| Text provided |
Archive for the 'Personal' category

01
Apr

Joining the LINQ to SQL team at Microsoft

I've been quiet on my blog lately largely because I have been preparing to change job and relocate half-way around the world to Vancouver in the beautiful province of British Columbia (where I spent my 2004 summer holiday).

In February I travelled out to Redmond for three days of interviews (one position grew to two, then three). Having read the Microsoft Jobs Blog I was prepared for long hard days but in reality the process was incredibly enjoyable and exciting.

So much so I wanted to find a desk and move in right then.

With some luck I also found myself at Hanselman's geek dinner which involved some great discussions and the chance to meet Scott himself, Brad Wilson and Nikhil Kothari who I knew from .NET on-line community as well as some 35 other developers from both within Microsoft and the outside world. It was one fun evening and my thanks go to Scott for kindly driving me back to my hotel in Redmond town centre.

Many white-boards and a few lunches later (including an unexpected one with Phil Haack, Nikhil and two more guys from ASP.NET team - I wish I could remember all the names of the people I met!) I found myself with the hard task of choosing a position.

I settled on a developer role within the LINQ to SQL team starting mid-May and am counting down the days...

[)amien

02
Jan

Year 2007 personal retrospective

What did you do in 2007 that you'd never done before?

I visited Microsoft's HQ in Redmond.

Did you keep your New Year's Resolutions, and will you make more for next year?

I didn't make any.

What countries did you visit?

England and US.

What would you like to have in 2008 that you lacked in 2007?

The opportunity to work on some great products / solutions.

What was your biggest achievement of the year?

My blog has really taken off in 2007, traffic is way up, posts are way up and it's proving to be a useful reference for myself and others :)

What was your biggest failure?

Not shipping any major projects.

What was the best thing someone bought you?

I got so many great things for Christmas - a lovely new giant laptop bag, some great DVD's and books too!

Whose behaviour merited celebration?

My girlfriend Steph for being so understanding about how much time my hobbies take up.

| What this task involves |
In the blog archive above, what position did the writer choose after the interviews in Redmond?

| Raw data |
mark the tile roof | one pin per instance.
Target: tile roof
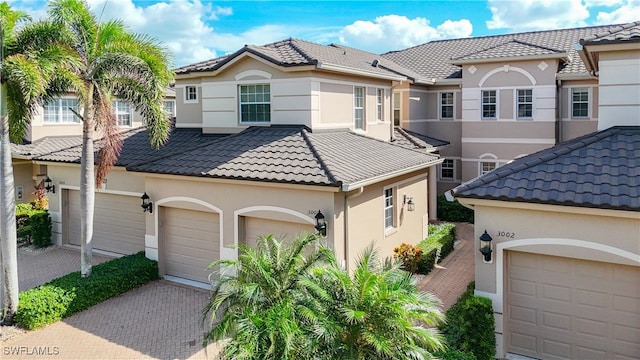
(511, 48)
(413, 140)
(296, 52)
(599, 170)
(291, 154)
(433, 59)
(617, 34)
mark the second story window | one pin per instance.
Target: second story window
(190, 93)
(446, 105)
(255, 103)
(580, 102)
(379, 102)
(58, 111)
(524, 103)
(489, 103)
(358, 107)
(123, 112)
(447, 169)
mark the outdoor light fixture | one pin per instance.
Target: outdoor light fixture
(321, 224)
(48, 185)
(485, 246)
(411, 206)
(146, 204)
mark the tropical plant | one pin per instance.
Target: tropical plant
(376, 313)
(113, 63)
(31, 57)
(260, 303)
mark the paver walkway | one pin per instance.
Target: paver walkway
(449, 279)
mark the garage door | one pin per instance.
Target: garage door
(118, 222)
(191, 241)
(561, 308)
(256, 227)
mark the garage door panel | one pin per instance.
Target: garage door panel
(118, 222)
(589, 311)
(191, 241)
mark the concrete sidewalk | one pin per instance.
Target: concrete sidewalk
(449, 279)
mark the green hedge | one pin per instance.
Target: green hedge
(441, 237)
(453, 211)
(470, 325)
(72, 293)
(34, 226)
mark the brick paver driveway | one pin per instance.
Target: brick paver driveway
(159, 320)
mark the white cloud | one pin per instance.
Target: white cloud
(392, 32)
(628, 11)
(525, 15)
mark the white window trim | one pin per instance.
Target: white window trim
(394, 206)
(517, 116)
(589, 102)
(186, 92)
(453, 168)
(58, 123)
(452, 105)
(497, 104)
(364, 106)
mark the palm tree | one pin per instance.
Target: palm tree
(260, 302)
(375, 313)
(31, 59)
(115, 63)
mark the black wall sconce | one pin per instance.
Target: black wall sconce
(146, 204)
(49, 186)
(321, 224)
(485, 246)
(411, 206)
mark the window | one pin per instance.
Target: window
(489, 104)
(255, 103)
(486, 166)
(358, 107)
(396, 108)
(580, 102)
(446, 105)
(190, 93)
(58, 111)
(379, 101)
(388, 209)
(169, 107)
(447, 169)
(525, 103)
(123, 112)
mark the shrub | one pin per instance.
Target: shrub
(107, 280)
(453, 211)
(409, 255)
(43, 305)
(470, 325)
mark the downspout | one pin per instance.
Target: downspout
(346, 224)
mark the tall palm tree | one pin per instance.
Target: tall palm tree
(115, 63)
(260, 303)
(375, 313)
(31, 58)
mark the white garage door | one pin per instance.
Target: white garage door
(118, 222)
(191, 241)
(561, 308)
(256, 227)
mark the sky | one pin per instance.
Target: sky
(196, 30)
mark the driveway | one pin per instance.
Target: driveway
(160, 320)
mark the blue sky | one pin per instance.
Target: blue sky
(197, 30)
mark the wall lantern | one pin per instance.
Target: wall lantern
(321, 224)
(485, 246)
(411, 206)
(49, 186)
(146, 204)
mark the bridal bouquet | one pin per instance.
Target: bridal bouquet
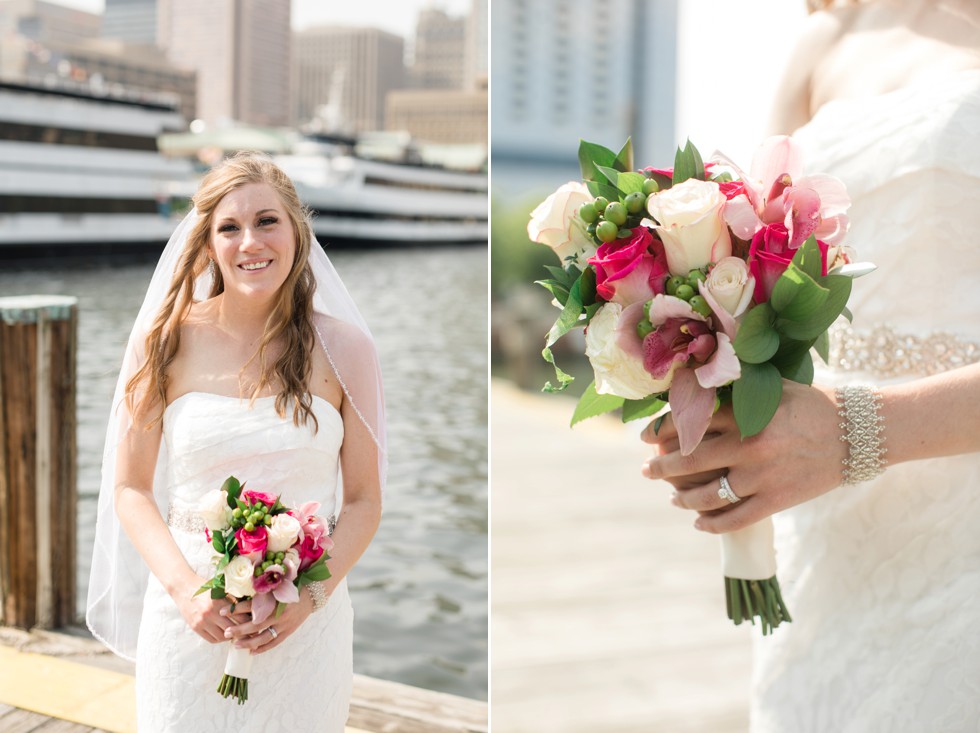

| Written response |
A developer role within the LINQ to SQL team, starting mid-May.